** start Supplied material **

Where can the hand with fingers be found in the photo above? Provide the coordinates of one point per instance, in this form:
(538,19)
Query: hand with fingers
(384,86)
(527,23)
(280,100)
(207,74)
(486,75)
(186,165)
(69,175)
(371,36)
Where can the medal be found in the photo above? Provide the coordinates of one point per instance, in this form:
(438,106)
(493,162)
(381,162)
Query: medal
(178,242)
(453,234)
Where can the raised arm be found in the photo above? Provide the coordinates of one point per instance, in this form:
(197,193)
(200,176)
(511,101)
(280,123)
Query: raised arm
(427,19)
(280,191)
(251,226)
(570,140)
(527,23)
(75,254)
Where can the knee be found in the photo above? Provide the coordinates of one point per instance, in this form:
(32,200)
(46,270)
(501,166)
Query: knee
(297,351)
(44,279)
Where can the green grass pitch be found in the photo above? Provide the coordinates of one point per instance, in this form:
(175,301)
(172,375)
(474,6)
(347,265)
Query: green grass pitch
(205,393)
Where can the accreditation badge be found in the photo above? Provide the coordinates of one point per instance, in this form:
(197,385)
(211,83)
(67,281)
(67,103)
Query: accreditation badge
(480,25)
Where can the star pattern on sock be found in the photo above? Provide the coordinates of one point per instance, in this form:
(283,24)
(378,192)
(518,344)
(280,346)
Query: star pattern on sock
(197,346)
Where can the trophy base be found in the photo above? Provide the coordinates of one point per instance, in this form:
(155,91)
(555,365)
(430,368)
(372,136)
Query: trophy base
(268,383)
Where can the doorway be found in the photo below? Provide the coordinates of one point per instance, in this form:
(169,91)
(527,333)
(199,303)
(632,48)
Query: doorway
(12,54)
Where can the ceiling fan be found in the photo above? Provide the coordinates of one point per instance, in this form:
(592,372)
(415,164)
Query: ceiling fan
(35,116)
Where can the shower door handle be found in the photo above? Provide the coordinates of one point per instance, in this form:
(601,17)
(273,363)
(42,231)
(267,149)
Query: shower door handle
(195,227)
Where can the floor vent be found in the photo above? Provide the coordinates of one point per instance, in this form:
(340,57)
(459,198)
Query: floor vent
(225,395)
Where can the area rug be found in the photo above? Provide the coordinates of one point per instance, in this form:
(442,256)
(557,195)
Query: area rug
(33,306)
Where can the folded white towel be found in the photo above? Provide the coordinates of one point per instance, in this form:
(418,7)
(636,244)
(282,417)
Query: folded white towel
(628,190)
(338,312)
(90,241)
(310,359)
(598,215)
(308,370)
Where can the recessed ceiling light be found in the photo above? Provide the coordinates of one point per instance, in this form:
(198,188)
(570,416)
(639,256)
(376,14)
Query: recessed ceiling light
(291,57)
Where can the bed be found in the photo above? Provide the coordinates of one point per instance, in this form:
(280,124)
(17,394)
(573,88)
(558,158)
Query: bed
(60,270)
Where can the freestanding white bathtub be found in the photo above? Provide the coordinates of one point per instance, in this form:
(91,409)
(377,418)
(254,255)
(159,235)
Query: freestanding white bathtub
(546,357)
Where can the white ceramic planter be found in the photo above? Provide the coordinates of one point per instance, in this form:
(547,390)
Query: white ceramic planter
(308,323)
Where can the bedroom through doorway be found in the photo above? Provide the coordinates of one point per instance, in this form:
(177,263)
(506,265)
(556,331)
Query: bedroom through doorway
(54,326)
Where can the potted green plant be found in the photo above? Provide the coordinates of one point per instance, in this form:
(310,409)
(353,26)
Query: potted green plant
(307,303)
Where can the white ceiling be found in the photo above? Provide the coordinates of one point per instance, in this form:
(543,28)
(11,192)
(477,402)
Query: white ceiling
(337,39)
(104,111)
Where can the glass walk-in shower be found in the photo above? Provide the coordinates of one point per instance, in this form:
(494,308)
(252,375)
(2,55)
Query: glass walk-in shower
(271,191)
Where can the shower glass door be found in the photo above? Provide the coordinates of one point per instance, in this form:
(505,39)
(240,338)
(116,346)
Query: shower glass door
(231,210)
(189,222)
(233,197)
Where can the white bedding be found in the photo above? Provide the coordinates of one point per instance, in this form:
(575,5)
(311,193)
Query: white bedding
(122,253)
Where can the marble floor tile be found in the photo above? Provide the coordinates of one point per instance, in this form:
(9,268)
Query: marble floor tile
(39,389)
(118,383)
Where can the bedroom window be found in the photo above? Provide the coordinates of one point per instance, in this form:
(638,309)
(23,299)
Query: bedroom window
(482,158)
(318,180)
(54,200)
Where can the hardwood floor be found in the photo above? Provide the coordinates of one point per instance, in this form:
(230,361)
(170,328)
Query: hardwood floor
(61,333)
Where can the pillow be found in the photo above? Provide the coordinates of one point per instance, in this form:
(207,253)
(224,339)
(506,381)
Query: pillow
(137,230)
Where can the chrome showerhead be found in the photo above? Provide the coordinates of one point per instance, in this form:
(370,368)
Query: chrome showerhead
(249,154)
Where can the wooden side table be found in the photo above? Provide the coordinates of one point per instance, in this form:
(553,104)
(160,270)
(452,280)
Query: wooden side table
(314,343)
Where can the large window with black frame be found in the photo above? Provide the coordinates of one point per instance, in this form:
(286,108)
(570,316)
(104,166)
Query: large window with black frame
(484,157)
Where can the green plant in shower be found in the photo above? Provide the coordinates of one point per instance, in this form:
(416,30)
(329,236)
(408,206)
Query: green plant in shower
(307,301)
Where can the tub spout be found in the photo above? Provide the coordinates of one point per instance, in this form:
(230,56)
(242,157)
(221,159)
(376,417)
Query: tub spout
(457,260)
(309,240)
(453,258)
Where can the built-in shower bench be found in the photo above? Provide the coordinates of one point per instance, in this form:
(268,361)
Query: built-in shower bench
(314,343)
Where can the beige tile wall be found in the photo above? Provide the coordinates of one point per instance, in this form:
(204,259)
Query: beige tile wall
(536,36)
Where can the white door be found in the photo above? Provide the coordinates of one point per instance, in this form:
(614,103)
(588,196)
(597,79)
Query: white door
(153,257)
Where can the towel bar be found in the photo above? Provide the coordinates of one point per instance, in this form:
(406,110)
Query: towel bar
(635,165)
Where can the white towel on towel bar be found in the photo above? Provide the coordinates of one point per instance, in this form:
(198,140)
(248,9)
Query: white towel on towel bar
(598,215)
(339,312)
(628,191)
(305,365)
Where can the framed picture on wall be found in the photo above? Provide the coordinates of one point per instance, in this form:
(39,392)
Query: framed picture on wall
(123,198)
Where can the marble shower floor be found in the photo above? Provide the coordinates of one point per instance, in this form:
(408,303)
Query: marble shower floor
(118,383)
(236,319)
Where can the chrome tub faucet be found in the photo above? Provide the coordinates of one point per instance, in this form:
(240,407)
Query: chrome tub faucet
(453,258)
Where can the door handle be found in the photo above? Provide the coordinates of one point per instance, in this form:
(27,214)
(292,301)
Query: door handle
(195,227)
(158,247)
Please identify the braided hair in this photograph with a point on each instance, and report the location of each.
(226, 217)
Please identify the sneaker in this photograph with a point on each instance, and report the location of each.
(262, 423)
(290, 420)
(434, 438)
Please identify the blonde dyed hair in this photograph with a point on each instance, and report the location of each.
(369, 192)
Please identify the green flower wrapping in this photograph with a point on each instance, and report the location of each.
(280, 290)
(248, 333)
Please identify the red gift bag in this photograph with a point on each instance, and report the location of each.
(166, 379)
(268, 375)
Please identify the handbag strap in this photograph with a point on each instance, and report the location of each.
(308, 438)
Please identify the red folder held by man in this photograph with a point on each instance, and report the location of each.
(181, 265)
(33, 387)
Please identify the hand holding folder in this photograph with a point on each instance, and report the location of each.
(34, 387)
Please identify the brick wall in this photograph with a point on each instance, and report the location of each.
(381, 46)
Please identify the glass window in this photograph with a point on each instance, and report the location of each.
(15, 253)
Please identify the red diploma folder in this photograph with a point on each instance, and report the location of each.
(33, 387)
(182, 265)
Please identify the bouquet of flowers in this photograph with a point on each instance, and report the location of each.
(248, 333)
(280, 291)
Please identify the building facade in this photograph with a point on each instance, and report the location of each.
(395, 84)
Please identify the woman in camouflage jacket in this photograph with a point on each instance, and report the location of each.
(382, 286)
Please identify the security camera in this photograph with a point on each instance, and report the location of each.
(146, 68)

** end Supplied material **

What you should do: Reproduce only the lines from the one containing "Please identify the hand holding" through the end of the records, inclusive, replacing "report" with "give" and leaving everything else unchanged.

Result for this exercise:
Please identify the hand holding folder in this photograph with a point on each instance, and give the location of each.
(34, 387)
Please identify the brick wall in this photograph with a point on each instance, and give the location of each.
(381, 46)
Please identify the glass window in this photograph with a point on each instance, and give the location of each.
(15, 253)
Please identify the red diploma folder in this photograph with a point on each instance, and give the location of each.
(33, 387)
(182, 265)
Please identify the bouquet of flowers in this photograph with a point on each instance, and give the location of each.
(248, 333)
(280, 291)
Please identify the building facade in this photograph with a point on each instance, and give the location of each.
(395, 84)
Please identify the woman in camouflage jacket in this photograph with a point on each instance, and give the location of each.
(382, 286)
Please identify the security camera in this photograph with a point on each instance, and give the location of each.
(146, 68)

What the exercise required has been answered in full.